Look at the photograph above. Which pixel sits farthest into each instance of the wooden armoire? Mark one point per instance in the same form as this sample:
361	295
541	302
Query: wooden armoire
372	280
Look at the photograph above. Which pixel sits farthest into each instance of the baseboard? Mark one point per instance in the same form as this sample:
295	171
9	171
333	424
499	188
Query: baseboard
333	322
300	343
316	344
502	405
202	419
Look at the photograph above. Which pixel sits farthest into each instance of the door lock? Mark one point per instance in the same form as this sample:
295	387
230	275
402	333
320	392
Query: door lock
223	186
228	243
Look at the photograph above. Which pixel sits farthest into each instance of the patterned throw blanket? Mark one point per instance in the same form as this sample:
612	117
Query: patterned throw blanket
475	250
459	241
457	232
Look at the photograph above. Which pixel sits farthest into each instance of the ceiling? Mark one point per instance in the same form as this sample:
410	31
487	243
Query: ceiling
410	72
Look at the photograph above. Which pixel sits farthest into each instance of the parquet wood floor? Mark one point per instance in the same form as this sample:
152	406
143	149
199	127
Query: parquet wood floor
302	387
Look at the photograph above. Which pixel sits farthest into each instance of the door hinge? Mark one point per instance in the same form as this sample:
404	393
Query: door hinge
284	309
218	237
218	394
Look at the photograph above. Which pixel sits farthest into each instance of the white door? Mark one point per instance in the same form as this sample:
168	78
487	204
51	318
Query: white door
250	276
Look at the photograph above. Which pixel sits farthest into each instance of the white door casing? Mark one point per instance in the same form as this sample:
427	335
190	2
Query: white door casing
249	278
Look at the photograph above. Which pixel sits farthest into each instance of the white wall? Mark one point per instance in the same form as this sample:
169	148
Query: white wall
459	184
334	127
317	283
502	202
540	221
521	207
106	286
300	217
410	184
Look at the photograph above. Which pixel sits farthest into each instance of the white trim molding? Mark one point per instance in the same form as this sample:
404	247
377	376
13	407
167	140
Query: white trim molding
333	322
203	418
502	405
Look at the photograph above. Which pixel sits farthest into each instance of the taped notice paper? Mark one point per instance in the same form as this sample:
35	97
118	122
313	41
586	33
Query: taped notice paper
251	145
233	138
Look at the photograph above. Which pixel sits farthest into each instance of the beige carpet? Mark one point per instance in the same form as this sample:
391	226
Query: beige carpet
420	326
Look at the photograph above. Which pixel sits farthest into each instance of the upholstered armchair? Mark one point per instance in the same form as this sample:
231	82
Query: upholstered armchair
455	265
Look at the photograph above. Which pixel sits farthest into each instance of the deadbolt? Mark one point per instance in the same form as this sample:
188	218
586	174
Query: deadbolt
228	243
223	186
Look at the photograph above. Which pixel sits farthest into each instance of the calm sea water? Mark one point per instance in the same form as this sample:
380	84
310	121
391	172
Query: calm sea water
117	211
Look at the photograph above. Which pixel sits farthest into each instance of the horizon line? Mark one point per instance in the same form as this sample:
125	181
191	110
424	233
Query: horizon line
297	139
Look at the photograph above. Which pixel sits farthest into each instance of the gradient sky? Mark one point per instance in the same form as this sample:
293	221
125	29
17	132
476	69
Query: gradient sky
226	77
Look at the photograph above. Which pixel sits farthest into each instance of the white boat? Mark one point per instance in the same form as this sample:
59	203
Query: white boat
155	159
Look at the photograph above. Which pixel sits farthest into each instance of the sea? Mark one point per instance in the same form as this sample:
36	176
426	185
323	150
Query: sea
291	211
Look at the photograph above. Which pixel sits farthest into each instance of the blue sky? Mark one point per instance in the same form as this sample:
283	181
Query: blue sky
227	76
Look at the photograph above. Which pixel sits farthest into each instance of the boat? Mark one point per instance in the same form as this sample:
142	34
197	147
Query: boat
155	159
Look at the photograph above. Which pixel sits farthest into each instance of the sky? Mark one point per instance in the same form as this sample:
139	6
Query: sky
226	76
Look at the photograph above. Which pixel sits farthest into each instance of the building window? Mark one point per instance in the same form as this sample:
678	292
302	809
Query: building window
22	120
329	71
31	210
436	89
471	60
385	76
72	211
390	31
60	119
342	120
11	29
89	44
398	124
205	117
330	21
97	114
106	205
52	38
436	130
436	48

::::::::::

What you will do
Restate word for word the lines from the one holding "of the calm" to the end of the listing, both ends included, and nothing more.

The completed task
Look at the photograph above. Which pixel sits farthest into each instance of the calm sea water? Mark one point per instance in the same form as this sample:
380	84
310	121
391	172
Query: calm sea water
117	211
Look at the photograph above. Which pixel sits farthest into each instance of the horizon line? Mark one point per instance in the same form as this sample:
125	181
191	110
424	233
Query: horizon line
297	139
Look at the photograph above. Which pixel sits farthest into each instance of the gradient sky? Mark one point per instance in the same form as this sample:
293	221
125	29
17	132
476	69
Query: gradient sky
226	77
Look at the photograph above. Which pixel sits farthest into each instance of the white boat? Mark one point per instance in the same form as this sample:
59	203
Query: white boat
155	159
Look at the photograph above. Which pixel sits farthest into each instance of the sea? Mark one point per instance in the same form as this sample:
36	176
426	185
323	150
Query: sea
291	211
Look at the photograph above. Which pixel sits farthest into each instance of the blue sky? Mark one point per instance in the same form as this sample:
283	181
Query: blue sky
227	76
Look at the photograph above. Which pixel sits farthest into each instance of the boat? Mark one point per instance in the same form as this sample:
142	34
197	147
Query: boat
155	159
Look at the photograph above. Which pixel sits farthest into each instance of the sky? Mark one point per instance in the same form as this sample:
139	6
Query: sky
226	76
Look at the photograph above. Which pixel sits farthest into each instance of the building window? Mark one point per instance in the same form as this sample:
678	292
302	809
Query: building window
22	120
329	71
31	210
436	89
471	60
385	76
72	211
390	31
60	119
342	120
11	29
89	44
398	124
205	117
330	21
97	114
106	205
52	38
436	130
436	48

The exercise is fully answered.